Directions
Quote, word for word, the passage of the regex thread from "The start of your" up to and including "make it ungreedy).".

2

Hi I have a regex expression
<a href="(.+?)" class="nextpostslink">

This Regex works fine on the following html
'> <span class='pages'>Page 1 of 12</span><span class='current'>1</span><a href='http://cinemassacre.com/category/avgn/page/2/' class='page larger'>2</a><a href='http://cinemassacre.com/category/avgn/page/3/' class='page larger'>3</a><a href='http://cinemassacre.com/category/avgn/page/4/' class='page larger'>4</a><a href='http://cinemassacre.com/category/avgn/page/5/' class='page larger'>5</a><a href="http://cinemassacre.com/category/avgn/page/2/" class="nextpostslink">&raquo;</a><span class='extend'>...</span><a href='http://cinemassacre.com/category/avgn/page/12/' class='last'>Last &raquo;</a> </div> </div>

The part I am trying to extract is the next page url from
<a href="http://cinemassacre.com/category/avgn/page/2/" class="nextpostslink">

But when I run this regex on this block of HTML
'> <span class='pages'>Page 2 of 12</span><a href="http://cinemassacre.com/category/avgn/" class="previouspostslink">&laquo;</a><a href='http://cinemassacre.com/category/avgn/' class='page smaller'>1</a><span class='current'>2</span><a href='http://cinemassacre.com/category/avgn/page/3/' class='page larger'>3</a><a href='http://cinemassacre.com/category/avgn/page/4/' class='page larger'>4</a><a href='http://cinemassacre.com/category/avgn/page/5/' class='page larger'>5</a><a href="http://cinemassacre.com/category/avgn/page/3/" class="nextpostslink">&raquo;</a><span class='extend'>...</span><a href='http://cinemassacre.com/category/avgn/page/12/' class='last'>Last &raquo;</a> </div>
</div>


It extracts everything from the first <a href=" to " class="nextpostslink">
Why does this happen? I thought (.+?) was non greedy, so it should extract the minimal amount.
Which should be <a href="http://cinemassacre.com/category/avgn/page/3/" class="nextpostslink">

The complete python code im using is
match=re.compile('<a href="(.+?)" class="nextpostslink">', re.DOTALL).findall(pagenav)

Martin Ender
  • 43,427
  • 11
  • 90
  • 130
Kr0nZ
  • 95
  • 3
  • 9
  • possible duplicate of [RegEx match open tags except XHTML self-contained tags](http://stackoverflow.com/questions/1732348/regex-match-open-tags-except-xhtml-self-contained-tags) – phihag Dec 04 '12 at 19:47
  • 1
    Ouch... Any reason why you're not using lxml, or beautiful soup? –  Dec 04 '12 at 20:02

3 Answers3

3

The start of your match is always greedy in a sense. That is because the engine attempts matches from left to right in your subject string. The first <a href=" is encountered, which is fine, and then the engine goes ahead and consumes everything with .+? until the match is completed (it stops as soon as possible, due to the .+?). But it does not try to start the match as far right as possible, because the match is just fine. Hence, you could say using ? makes the end of the match ungreedy (taking the first possible end of the match), but the start of the match will always be greedy (the match will always begin at the leftmost possible position, no matter how you try to make it ungreedy).

Dataset content
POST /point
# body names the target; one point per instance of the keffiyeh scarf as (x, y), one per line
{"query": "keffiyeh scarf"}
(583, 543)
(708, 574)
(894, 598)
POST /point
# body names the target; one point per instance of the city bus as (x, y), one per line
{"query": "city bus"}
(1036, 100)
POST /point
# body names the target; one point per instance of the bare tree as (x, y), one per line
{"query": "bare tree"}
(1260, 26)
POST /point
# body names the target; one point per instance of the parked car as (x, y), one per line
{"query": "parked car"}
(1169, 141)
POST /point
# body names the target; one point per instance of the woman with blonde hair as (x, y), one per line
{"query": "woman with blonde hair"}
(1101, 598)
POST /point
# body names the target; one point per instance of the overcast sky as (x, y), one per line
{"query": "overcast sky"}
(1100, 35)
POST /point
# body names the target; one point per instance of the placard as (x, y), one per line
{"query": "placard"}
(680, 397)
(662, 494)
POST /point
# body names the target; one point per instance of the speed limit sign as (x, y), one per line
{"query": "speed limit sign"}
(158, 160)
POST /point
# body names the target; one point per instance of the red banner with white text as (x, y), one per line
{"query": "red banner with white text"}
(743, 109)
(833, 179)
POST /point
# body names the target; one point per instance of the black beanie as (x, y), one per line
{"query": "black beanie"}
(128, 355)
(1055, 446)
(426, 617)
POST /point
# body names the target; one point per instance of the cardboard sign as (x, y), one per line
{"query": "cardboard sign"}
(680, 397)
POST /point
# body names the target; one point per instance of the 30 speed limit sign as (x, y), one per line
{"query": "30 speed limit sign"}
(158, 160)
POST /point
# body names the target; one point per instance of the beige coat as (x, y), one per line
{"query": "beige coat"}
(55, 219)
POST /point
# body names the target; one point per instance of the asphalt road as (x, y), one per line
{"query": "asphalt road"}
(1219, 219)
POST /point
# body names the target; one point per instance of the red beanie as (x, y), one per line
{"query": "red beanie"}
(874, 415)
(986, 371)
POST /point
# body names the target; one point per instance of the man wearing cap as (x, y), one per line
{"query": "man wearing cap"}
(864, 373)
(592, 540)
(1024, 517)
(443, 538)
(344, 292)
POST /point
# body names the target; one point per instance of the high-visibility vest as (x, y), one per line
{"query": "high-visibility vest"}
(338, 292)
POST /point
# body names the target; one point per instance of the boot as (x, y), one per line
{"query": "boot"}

Response to the exercise
The start of your match is always greedy in a sense. That is because the engine attempts matches from left to right in your subject string. The first <a href=" is encountered, which is fine, and then the engine goes ahead and consumes everything with .+? until the match is completed (it stops as soon as possible, due to the .+?). But it does not try to start the match as far right as possible, because the match is just fine. Hence, you could say using ? makes the end of the match ungreedy (taking the first possible end of the match), but the start of the match will always be greedy (the match will always begin at the leftmost possible position, no matter how you try to make it ungreedy).